Texto fornecido:
——————
Sua definição, apontam os especialistas, abrange um conjunto de ações, métodos e tecnologias permanentes, a fim de manter informações em sigilo e garantir a segurança de computadores, redes e demais infraestruturas digitais em ambientes corporativos, assim como dos próprios usuários. E, nesse bojo, emendam estes profissionais, está a educação dos indivíduos, os quais acessam e fornecem dados a todo o momento, desde quando ligam o computador até quando desbloqueiam a tela do celular.
“A cultura de cibersegurança passa pela educação. Perceba que os ativos de informação de uma empresa, informações que tenham valor, passa pelas mãos de pessoas. Ao mesmo tempo, eles também estão presente na cabeça desses indivíduos. Ou seja, o ser humano carrega consigo esses ativos de informação. Então, tem que ser mitigado o risco de ele contribuir para um incidente de segurança da informação, seja sendo um alvo ou um meio para isso. Sem que haja educação, nós não podemos ter segurança da informação”
Marcos Monteiro, coordenador e professor de pós-graduação em segurança da informação da Unichristus e MBA em Informática Forense e que também preside a Associação Nacional de Peritos Forenses Computacionais (Apecof).
A computação forense, caso ainda não tenha ouvido falar no termo ou não saiba ao certo o seu significado, tem como objetivo investigar e ajudar a solucionar crimes, através da coleta de informações digitais de dispositivos eletrônicos.
De acordo com Monteiro, além dos meios tecnológico e intelectual, os ativos de informação costumam estar presentes ainda no meio físico, “então, todas as ações para implementar a segurança nas empresas, têm que passar por uma estrutura física que garanta segurança, segmentação e controles de acesos, “ou seja, por muitos aspectos relativos à segurança física e patrimonial do estabelecimento, que são triviais”.
——————
O que fazer:
• 1. No texto sobre cibersegurança, resuma em uma única frase o parágrafo que começa com "A computação forense, caso ainda não tenha ouvido falar", preservando suas informações principais.
• 2. Dê continuidade ao texto sobre cibersegurança, começando logo após a última frase apresentada.

Dados para análise:
——————
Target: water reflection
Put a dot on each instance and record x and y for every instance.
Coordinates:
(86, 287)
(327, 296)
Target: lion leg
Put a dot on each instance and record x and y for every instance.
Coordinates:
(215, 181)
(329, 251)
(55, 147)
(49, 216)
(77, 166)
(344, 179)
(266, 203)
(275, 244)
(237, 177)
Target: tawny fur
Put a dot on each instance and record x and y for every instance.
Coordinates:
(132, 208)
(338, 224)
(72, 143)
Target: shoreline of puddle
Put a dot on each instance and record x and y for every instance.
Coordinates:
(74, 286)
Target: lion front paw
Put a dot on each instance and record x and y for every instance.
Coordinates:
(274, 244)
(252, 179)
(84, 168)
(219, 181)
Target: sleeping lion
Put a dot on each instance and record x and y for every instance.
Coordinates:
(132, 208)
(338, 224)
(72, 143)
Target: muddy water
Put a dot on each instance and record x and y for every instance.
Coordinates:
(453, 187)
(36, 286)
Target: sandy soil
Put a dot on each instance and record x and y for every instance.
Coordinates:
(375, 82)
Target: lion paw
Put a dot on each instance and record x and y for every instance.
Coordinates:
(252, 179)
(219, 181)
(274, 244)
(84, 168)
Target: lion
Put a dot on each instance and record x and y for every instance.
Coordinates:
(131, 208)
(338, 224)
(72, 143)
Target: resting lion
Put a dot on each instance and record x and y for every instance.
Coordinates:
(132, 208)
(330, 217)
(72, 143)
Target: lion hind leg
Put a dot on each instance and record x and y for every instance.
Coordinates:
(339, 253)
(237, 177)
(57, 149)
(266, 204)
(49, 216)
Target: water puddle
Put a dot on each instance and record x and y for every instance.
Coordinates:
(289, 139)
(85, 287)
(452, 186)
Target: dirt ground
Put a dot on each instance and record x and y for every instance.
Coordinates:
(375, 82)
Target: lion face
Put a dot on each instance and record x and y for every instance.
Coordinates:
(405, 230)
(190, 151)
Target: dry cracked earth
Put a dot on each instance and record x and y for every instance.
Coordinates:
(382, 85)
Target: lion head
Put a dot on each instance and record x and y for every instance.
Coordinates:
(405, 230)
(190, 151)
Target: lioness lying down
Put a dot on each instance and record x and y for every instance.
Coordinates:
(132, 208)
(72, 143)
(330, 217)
——————
Respostas do exercício:
• 1. A computação forense busca investigar e ajudar a solucionar crimes por meio da coleta de informações digitais em dispositivos eletrônicos.

• 2.
“E embora exista um arcabouço de ferramentas para a segurança tecnológica, se deixarmos de investir na segurança intelectual, nada disso vai ser suficiente. Devemos perceber que todo o conjunto é importante, mas para que se tenha segurança da informação é preciso investir no meio físico, tecnológico e, sobretudo, no intelectual”, reforça.
Postura deve ser proativa
Para Roberto Rebouças, gerente-executivo da Kaspersky no Brasil, empresa internacional de cibersegurança e privacidade digital, a impressão que se tem é que as empresas apenas fazem um remendo em sua estrutura de segurança.
“Equipes de segurança no Brasil sempre agiram como bombeiros – apagando o fogo o tempo todo. Os dados mostram que isso ainda não mudou – quando há um incidente que explorou uma credencial (de funcionário, terceirizado ou cliente), por exemplo, o problema é corrigido e pronto. Mas não se leva em consideração que, se o criminoso entrou uma vez, vai procurar outra maneira de atacar”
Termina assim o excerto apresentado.